▸ Aim:
Reproduce the data below line for line, leaving out the pictures.

Point annotations for photos:
______
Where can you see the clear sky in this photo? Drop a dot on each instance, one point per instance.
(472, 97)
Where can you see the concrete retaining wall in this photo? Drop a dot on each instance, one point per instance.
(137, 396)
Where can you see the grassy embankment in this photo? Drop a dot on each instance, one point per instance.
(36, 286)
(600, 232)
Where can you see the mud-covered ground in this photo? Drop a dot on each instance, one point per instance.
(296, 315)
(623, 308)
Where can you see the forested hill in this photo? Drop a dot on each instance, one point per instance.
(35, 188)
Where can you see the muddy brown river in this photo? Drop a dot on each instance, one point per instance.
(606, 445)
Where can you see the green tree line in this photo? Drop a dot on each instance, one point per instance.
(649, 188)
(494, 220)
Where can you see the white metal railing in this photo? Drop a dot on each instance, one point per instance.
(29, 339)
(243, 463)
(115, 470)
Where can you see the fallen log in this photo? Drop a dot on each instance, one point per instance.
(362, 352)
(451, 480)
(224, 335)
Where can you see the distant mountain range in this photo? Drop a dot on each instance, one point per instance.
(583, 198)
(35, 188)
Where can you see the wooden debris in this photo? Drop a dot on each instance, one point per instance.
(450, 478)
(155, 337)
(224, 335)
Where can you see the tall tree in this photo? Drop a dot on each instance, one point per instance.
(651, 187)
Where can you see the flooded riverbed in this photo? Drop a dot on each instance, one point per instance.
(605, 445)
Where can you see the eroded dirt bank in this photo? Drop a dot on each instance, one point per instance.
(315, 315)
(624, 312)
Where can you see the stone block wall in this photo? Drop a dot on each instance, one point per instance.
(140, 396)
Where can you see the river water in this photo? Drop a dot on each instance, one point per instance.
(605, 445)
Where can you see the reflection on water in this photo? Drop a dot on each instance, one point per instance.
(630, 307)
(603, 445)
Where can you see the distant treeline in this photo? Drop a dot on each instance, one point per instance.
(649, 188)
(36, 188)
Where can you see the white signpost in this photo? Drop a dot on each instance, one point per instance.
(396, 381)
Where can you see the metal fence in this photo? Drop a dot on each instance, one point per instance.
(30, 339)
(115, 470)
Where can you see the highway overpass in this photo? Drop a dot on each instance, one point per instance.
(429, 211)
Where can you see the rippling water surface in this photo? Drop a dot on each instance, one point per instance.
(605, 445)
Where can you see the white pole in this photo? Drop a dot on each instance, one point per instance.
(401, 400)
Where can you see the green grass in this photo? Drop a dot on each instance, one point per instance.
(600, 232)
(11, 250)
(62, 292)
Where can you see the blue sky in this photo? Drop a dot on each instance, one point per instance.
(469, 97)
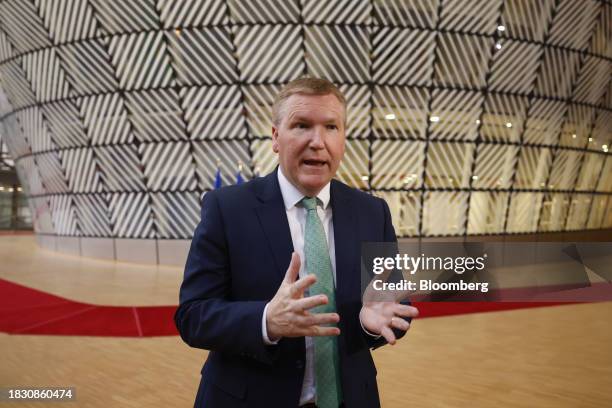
______
▸ Exercise solution:
Where can you see the clear sky in this photo? Drop a dot on each instance, one point per instance.
(472, 97)
Where can you see the concrete retaining wall in this photo? Drop a dot on each instance, one point per instance.
(137, 396)
Where can you see the grassy embankment in this photo? Drop a dot on each instance, one point per instance.
(36, 286)
(600, 232)
Where can you see the mud-covered ground in this photo? Drop a dot on each instance, one point per instance.
(296, 315)
(623, 308)
Where can you see the forested hill in this photo? Drop a dot on each instance, one point per instance.
(35, 188)
Where can you see the muddy brown river in this photo? Drop a dot on each instance, one point per instance.
(606, 445)
Where can you see the green tree line in this photo? Drop a dot on each instance, one point per instance.
(649, 188)
(494, 220)
Where can you see the white metal railing in this photo? Drop a dot on each instance, one point per instance.
(29, 339)
(243, 463)
(115, 470)
Where can you see the fallen log in this photo? Drop a dot on each instance, one point per instance.
(362, 352)
(451, 480)
(224, 335)
Where can you see the distant mountain range in this photo? Drop a dot on each instance, one point per instance.
(583, 198)
(35, 188)
Where can you see the wooden debris in this photo? Drop a dot on each instance, one point per instance.
(450, 478)
(155, 337)
(224, 335)
Where can you see the tall tree in this photo? Drop a dot on each instance, one point per instance.
(651, 187)
Where can you see the flooded riverbed in this photo? Drop a dot on each instance, one point per instance.
(605, 445)
Where can you see the eroded dirt bank in this photo? Drop a dot on each instance, one point per instance.
(315, 315)
(624, 312)
Where can you see the stone block wall in this photo? Drop a dot on each instance, one point per instance.
(140, 396)
Where can you see the river water in this photo? Drop a dot on each instance, one point per instance.
(605, 445)
Where can you see the reflection on water in this photo? Drop a dot on each instance, one point per instance.
(630, 307)
(603, 445)
Where can you see the distant treeline in this photo? Drop a dot on each instance, one point per instance.
(649, 188)
(36, 188)
Where can you see the white signpost in this photo? Drop a dot on each instance, one point per instance.
(396, 381)
Where can you see the metal fence in this photo? Drop a dot on each instance, one point per instance.
(30, 339)
(115, 470)
Where can you see the highway overpass in this photo? Drop a dot on each instance, one point per instance.
(429, 211)
Where can you see the rippling water surface in this photo? Drop a dot on each instance, one point per instance.
(605, 445)
Where can you see the white pole in this photo? Drop a dot on each instance, one point per instance.
(401, 400)
Where can you see the green grass in this photo? Drop a dot on each instance, one point per instance.
(600, 232)
(11, 250)
(62, 292)
Where can you see the blue sky in this photo? Drop a dot on each instance, one point per instance.
(469, 97)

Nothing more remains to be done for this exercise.